#### TO DO
The records that follow are to be transcribed exactly.

#### TASK INPUTS

════

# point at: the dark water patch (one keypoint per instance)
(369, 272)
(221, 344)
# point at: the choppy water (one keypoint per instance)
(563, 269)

════

#### RESULT FOR THIS TASK
# point at: the dark water patch (one keypoint per instance)
(369, 272)
(221, 344)
# point at: the choppy water (one keypoint per instance)
(563, 269)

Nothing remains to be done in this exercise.